*EXERCISE AIM*: Give a verbatim copy of the data, leaving the pictures out.

(INPUT FOR THIS TASK begins)

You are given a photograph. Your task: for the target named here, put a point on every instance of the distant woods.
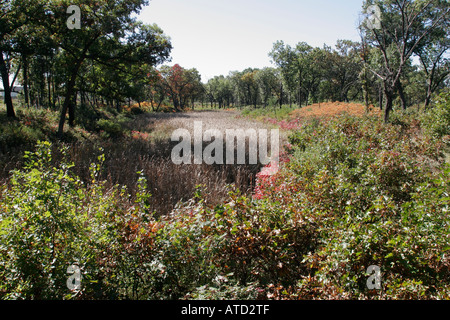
(115, 60)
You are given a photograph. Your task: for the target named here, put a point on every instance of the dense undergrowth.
(354, 193)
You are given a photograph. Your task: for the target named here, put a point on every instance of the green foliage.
(110, 128)
(355, 193)
(39, 225)
(437, 119)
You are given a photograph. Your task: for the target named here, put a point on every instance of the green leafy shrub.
(437, 119)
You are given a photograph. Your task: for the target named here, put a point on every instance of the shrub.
(437, 119)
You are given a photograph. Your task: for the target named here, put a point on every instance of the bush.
(437, 119)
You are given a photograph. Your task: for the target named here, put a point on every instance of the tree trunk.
(380, 97)
(72, 107)
(388, 105)
(7, 90)
(429, 93)
(25, 80)
(402, 95)
(68, 98)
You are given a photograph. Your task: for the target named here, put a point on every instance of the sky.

(INPUT FOR THIS TASK ends)

*EXPECTED ANSWER*:
You are given a photograph. Your task: for the target named here, put a point on every instance of the distant woods.
(115, 60)
You are given a photograph. Your task: for the target named here, put a point on every instance of the dense undergrowth.
(354, 193)
You are given a photograph. Your task: for the target named here, put a point on every instance of the green foliage.
(110, 128)
(355, 193)
(39, 225)
(437, 119)
You are given a photograph. Your task: for the target named here, put a point on every instance of the green leafy shrub.
(437, 119)
You are given a photograph. Your task: for the target named here, put a point on every instance of the shrub.
(437, 119)
You are given a photograph. Your task: for the target named here, put a point on every instance of the bush.
(437, 119)
You are given a photograph. Your task: for the target named here, put a point on every instance of the tree trunk.
(380, 97)
(72, 107)
(388, 105)
(7, 90)
(429, 93)
(25, 80)
(402, 95)
(68, 98)
You are given a photograph. Your task: for the target named here, put a point on every instance of the sky.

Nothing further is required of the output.